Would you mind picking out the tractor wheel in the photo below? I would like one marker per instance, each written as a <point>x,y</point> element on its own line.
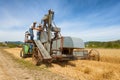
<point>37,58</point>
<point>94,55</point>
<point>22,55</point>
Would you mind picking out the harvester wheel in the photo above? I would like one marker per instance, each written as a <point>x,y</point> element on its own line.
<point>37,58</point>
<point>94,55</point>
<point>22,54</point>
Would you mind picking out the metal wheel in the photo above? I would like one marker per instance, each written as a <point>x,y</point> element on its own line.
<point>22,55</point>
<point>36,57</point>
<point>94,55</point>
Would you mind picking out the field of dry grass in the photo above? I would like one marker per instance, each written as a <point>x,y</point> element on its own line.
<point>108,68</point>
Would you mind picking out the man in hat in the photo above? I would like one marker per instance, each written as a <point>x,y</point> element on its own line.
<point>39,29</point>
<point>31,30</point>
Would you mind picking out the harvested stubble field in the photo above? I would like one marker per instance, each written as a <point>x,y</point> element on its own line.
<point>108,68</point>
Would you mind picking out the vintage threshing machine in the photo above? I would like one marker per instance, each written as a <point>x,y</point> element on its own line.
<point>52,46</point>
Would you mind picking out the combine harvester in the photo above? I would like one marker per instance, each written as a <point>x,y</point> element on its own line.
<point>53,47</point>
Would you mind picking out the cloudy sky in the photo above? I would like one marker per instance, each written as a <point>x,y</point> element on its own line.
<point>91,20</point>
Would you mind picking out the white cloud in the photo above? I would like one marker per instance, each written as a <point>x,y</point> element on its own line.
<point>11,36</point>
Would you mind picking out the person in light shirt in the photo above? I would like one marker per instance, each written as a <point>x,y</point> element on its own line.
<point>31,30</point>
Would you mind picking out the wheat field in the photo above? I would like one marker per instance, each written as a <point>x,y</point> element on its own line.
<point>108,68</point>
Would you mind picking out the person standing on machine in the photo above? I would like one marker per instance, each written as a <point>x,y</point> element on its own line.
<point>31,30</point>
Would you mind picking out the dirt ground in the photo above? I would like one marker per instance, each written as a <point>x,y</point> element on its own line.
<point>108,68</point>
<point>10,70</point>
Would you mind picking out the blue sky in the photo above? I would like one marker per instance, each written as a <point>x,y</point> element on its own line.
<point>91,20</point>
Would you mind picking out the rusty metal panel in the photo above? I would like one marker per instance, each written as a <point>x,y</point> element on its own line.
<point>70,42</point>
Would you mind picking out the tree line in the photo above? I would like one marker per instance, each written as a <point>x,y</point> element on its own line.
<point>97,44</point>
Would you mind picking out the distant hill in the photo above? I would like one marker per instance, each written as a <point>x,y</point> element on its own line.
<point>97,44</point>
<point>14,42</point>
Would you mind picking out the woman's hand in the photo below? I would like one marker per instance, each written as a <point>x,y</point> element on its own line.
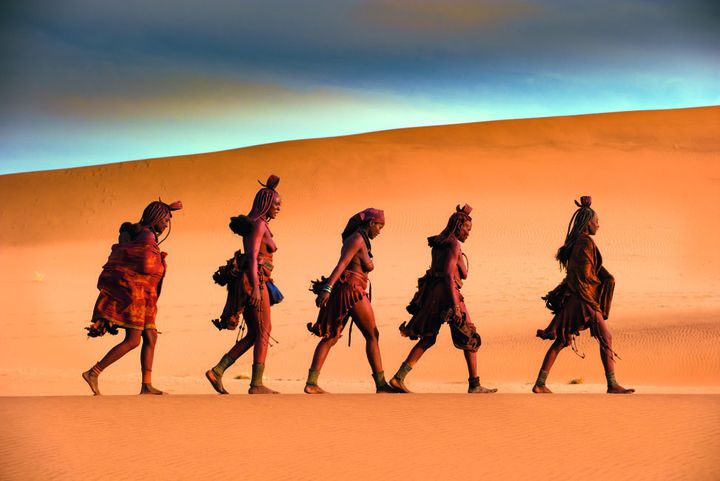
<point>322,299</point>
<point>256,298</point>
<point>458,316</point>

# # #

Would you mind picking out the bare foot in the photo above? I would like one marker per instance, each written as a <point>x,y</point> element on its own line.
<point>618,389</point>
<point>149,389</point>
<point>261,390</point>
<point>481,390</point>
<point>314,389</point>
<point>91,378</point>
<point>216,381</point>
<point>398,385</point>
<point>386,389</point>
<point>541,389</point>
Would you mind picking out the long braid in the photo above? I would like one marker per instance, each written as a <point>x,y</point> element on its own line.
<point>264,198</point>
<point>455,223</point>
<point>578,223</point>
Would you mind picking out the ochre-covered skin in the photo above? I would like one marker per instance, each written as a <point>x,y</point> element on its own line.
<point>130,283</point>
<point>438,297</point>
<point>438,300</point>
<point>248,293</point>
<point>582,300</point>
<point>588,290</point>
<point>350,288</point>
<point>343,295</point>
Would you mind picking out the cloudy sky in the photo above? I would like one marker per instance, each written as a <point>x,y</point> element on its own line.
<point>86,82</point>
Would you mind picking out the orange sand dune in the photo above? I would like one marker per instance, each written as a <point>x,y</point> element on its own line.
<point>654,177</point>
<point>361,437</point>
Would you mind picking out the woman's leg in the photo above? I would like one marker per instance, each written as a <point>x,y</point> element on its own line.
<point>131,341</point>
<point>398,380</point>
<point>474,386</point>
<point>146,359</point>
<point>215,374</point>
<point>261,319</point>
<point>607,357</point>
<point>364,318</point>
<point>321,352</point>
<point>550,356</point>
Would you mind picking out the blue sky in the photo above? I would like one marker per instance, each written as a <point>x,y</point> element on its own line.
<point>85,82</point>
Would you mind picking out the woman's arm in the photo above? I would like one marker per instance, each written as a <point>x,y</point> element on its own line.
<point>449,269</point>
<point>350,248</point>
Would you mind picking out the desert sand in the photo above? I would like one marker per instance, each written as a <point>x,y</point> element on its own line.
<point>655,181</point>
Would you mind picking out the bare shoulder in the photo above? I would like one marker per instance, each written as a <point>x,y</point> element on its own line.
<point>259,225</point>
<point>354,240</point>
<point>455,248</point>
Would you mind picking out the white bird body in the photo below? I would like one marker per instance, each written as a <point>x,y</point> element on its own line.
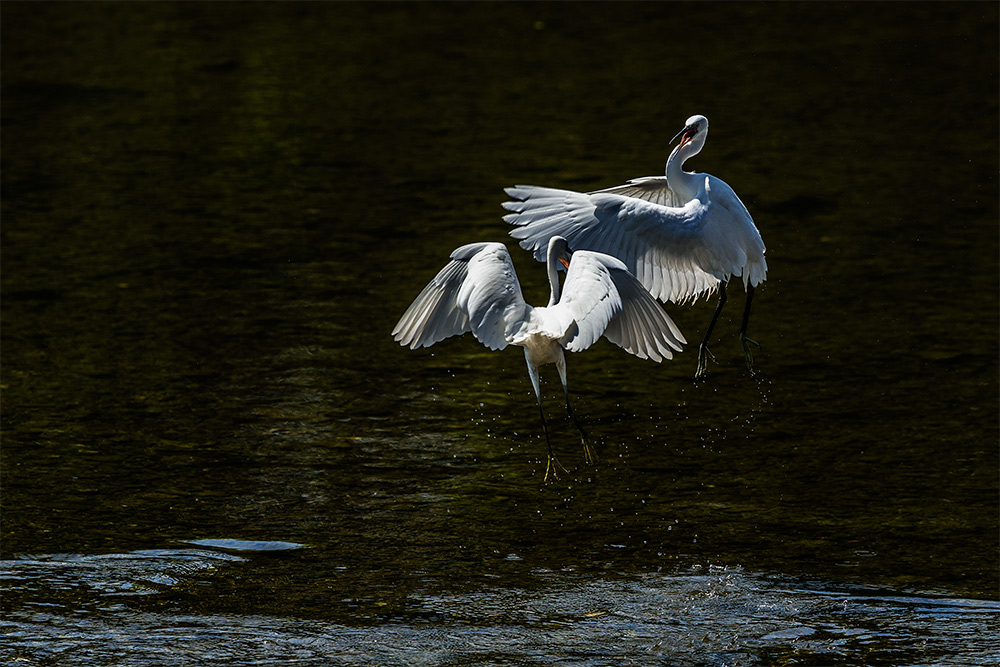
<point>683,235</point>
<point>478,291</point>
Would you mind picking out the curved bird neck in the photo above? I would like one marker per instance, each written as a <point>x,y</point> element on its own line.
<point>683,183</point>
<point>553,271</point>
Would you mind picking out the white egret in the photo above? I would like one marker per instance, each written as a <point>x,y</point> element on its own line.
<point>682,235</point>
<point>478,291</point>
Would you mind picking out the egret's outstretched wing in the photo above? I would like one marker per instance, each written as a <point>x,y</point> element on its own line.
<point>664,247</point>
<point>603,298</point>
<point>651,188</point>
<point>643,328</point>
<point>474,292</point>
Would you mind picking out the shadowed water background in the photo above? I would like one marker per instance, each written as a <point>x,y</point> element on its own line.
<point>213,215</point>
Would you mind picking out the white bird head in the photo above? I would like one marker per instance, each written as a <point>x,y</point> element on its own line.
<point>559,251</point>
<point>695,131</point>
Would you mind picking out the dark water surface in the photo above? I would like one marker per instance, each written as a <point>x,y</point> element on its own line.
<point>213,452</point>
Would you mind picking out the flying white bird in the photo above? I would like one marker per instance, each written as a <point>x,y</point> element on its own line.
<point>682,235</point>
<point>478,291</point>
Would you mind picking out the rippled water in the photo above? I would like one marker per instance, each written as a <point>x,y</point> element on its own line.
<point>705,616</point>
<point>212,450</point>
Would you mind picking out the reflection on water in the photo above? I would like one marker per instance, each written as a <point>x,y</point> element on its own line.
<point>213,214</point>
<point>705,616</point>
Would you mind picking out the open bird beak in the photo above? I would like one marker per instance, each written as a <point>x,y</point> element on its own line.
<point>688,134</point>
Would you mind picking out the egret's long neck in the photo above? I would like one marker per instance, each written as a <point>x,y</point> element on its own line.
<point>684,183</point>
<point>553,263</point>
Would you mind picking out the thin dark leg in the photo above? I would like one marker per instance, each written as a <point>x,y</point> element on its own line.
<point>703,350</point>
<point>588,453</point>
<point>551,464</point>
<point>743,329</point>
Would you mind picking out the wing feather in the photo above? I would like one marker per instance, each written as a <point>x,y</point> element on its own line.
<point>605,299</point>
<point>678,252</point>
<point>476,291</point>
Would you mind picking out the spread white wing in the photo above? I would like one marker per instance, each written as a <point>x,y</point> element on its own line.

# # #

GOAL
Rewrite the part that opens with the line containing "Would you mind picking out the person standing" and closes with the line containing "<point>458,316</point>" as a two-column CSV with the headers text and answer. Give one row for each text and the answer under it, put every field in double quotes with its line breaks turned into spaces, and omit the pictures.

PROBLEM SOLUTION
text,answer
"Would you mind picking out the person standing on machine in the photo above? I would like one marker per instance, each written as a <point>x,y</point> element on its own line.","<point>31,30</point>"
"Would you mind picking out the dirt ground in the photo above? I would like one marker per instance, each written as a <point>x,y</point> element on its own line.","<point>108,68</point> <point>10,70</point>"
"Would you mind picking out the blue sky in the photo above? I would like one marker per instance, each written as a <point>x,y</point> element on its own line.","<point>91,20</point>"
"Would you mind picking out the rusty metal panel in the photo above? I would like one marker per instance, each written as a <point>x,y</point> element on its own line.","<point>70,42</point>"
"Would you mind picking out the tree line in the photo above? I would like one marker per instance, each written as a <point>x,y</point> element on its own line.","<point>97,44</point>"
"Would you mind picking out the distant hill in the photo above? I would like one marker per instance, each written as a <point>x,y</point> element on its own line.","<point>97,44</point> <point>14,42</point>"
"Would you mind picking out the woman's hand in the photo below? I would like one marker per instance, each written as a <point>x,y</point> element on its own line.","<point>322,299</point> <point>256,298</point> <point>458,316</point>"